(Source data)
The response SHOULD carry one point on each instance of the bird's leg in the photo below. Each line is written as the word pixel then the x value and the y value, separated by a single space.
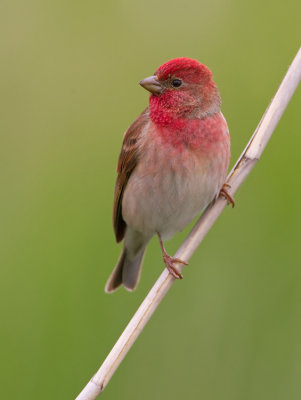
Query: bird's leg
pixel 170 261
pixel 224 192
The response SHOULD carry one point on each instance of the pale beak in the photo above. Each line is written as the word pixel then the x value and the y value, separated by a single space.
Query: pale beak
pixel 151 84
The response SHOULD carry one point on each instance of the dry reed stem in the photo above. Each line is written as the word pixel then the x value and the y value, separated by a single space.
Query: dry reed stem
pixel 240 171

### Directions for this task
Please recast each line of the records above as a Markdown table with two columns, Row and Line, and omit any blank lines. Leave the pictures out of the table.

### Output below
| Row | Line |
|---|---|
| 1 | The response SHOULD carry one point on each instance of the bird's leg in the photo below. Each line is written as the word pixel then the x value and the y value, separated by a single space. |
| 2 | Query: bird's leg |
| 3 | pixel 170 261 |
| 4 | pixel 224 192 |
| 5 | The response SHOULD carry one point on each instance of the pale beak in the photo above. Each line is written as the word pixel then the x value and the y value, separated by a single space. |
| 6 | Query: pale beak |
| 7 | pixel 151 84 |
| 8 | The response SHOULD carry one point on each instance of the dry reed stem in the photo above. Each line is written as the word pixel then the x value and the y value, separated by a single space. |
| 9 | Query: dry reed stem |
| 10 | pixel 240 171 |